TEXTO DE REFERENCIA
--------------------

Algo pasa con el comercio¿Quiere esto decir que la globalización sigue su curso como si tal cosa? No exactamente. La realidad es que hay una serie de tendencias que marcan cambios profundos en el comercio global que tienen que ver con los principios sobre los que se basa y con cómo se manifiesta.

En cuanto a los principios, el aumento del proteccionismo es una de las tendencias más llamativas, sobre todo porque viene de la mano de los tradicionales adalides del libre comercio. Ese libre comercio que ha sido el mantra de la política comercial global, sobre el que nació la hoy amenazada Organización Mundial del Comercio (OMC) por el bloqueo principalmente de Estados Unidos. Han sido décadas de predicar a terceros países sobre las bondades de derribar las barreras comerciales, pese a que autores como Dani Rodrik han venido advirtiendo de las ineficiencias y desigualdades que generaba, para que ahora Washington y Bruselas introduzcan sofisticadas normativas proteccionistas. Hay muchos ejemplos, pero son especialmente significativos aquellos que apelan a la lucha contra el cambio climático.

--------------------

(Ejemplos de etiquetado de puntos)

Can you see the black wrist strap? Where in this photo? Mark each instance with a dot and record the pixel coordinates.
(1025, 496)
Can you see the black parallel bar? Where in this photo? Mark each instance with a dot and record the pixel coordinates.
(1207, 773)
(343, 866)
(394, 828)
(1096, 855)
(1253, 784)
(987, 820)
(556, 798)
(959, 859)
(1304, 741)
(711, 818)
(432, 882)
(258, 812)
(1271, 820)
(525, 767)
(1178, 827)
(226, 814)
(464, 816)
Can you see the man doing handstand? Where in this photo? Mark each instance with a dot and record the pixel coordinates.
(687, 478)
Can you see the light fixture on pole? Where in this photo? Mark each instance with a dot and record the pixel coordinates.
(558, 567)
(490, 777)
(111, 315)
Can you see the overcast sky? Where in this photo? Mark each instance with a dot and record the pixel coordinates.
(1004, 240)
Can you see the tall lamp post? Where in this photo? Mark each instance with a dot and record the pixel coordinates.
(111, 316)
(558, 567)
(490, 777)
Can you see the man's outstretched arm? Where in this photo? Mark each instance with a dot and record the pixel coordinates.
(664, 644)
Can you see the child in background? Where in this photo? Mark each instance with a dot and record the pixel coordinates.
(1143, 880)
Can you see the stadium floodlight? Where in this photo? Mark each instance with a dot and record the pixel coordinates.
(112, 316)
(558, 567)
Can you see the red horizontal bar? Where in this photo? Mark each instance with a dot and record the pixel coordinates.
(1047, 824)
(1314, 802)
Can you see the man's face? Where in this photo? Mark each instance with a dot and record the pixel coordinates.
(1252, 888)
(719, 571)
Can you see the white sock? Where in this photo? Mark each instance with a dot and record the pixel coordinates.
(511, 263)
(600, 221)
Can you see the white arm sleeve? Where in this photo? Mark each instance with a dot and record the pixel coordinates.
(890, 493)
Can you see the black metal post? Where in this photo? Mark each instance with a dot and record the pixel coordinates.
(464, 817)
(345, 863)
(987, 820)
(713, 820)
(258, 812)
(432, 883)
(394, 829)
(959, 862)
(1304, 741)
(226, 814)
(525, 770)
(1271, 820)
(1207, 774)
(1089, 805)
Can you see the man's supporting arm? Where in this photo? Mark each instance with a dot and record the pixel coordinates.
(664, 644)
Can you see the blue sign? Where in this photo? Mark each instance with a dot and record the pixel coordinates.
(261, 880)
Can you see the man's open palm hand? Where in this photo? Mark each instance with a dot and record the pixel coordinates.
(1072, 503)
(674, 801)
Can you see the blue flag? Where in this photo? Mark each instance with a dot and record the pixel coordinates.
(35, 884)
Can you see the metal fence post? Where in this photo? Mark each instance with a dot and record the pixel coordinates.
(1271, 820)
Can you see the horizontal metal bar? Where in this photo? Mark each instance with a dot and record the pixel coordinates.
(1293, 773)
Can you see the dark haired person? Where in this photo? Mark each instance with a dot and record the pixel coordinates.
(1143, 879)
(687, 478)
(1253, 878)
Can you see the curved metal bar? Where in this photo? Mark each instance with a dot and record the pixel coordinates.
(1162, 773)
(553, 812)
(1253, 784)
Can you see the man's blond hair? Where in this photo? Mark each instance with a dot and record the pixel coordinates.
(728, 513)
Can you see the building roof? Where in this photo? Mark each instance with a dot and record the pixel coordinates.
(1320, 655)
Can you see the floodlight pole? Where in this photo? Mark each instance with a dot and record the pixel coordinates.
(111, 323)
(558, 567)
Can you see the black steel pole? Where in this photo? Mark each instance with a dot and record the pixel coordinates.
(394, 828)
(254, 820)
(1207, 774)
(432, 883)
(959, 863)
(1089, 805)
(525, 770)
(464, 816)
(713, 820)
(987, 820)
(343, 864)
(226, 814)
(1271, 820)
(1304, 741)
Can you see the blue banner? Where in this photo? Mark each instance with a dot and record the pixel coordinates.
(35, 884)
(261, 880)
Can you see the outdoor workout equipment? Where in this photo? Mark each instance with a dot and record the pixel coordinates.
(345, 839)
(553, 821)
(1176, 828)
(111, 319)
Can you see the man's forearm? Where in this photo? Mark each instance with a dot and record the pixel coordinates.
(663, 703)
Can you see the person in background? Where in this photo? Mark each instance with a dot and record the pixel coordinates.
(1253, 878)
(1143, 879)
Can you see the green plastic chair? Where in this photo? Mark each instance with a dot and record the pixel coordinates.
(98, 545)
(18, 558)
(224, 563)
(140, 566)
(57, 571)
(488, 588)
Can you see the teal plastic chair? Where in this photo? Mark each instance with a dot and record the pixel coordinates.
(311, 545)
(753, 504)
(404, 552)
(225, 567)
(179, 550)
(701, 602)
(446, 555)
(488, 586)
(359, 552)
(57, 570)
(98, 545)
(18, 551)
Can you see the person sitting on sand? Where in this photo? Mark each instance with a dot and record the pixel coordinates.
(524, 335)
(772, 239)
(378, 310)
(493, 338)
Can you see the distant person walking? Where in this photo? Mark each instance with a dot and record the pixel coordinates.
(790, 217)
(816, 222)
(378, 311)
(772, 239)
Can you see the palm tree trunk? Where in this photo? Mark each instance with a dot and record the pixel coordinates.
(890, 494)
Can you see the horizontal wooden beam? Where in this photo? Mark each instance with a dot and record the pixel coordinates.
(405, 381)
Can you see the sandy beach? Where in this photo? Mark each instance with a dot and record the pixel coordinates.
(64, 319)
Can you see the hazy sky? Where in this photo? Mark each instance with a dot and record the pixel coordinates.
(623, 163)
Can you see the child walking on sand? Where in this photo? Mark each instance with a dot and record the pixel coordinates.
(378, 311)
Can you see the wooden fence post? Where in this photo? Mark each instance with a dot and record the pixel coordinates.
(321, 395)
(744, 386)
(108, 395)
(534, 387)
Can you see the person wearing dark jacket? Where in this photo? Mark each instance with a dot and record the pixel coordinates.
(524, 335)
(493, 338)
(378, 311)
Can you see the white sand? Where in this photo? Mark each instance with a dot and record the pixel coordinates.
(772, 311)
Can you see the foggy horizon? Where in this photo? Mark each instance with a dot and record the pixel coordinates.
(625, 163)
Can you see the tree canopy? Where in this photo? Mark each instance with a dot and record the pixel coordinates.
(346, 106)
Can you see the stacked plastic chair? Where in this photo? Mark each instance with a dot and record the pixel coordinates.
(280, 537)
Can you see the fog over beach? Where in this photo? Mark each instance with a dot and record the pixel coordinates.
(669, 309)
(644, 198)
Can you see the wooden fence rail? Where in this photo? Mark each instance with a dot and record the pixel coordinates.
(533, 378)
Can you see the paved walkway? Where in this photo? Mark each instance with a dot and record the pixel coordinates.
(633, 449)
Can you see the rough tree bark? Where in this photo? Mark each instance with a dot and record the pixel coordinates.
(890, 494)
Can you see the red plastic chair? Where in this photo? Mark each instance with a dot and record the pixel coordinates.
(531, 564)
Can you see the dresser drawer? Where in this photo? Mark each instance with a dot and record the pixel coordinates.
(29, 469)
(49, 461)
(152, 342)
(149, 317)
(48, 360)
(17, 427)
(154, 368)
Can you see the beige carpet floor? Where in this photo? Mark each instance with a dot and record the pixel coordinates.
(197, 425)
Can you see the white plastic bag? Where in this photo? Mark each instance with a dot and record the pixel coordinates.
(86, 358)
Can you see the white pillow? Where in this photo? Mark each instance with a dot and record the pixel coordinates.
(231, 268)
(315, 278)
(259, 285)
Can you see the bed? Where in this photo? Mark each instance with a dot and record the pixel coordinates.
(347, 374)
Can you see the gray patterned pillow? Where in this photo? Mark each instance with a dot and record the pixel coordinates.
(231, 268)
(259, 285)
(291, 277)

--------------------

INSTRUCCIONES DE TAREAS
1 – Según el texto sobre el comercio global, ¿qué organización se encuentra hoy amenazada por el bloqueo, principalmente, de Estados Unidos?
2 – Transcriba literalmente el fragmento del texto sobre el comercio global comprendido entre "Algo pasa con" y "cómo se manifiesta.".

RESPUESTAS
1 – La Organización Mundial del Comercio (OMC).

2 –
Algo pasa con el comercio¿Quiere esto decir que la globalización sigue su curso como si tal cosa? No exactamente. La realidad es que hay una serie de tendencias que marcan cambios profundos en el comercio global que tienen que ver con los principios sobre los que se basa y con cómo se manifiesta.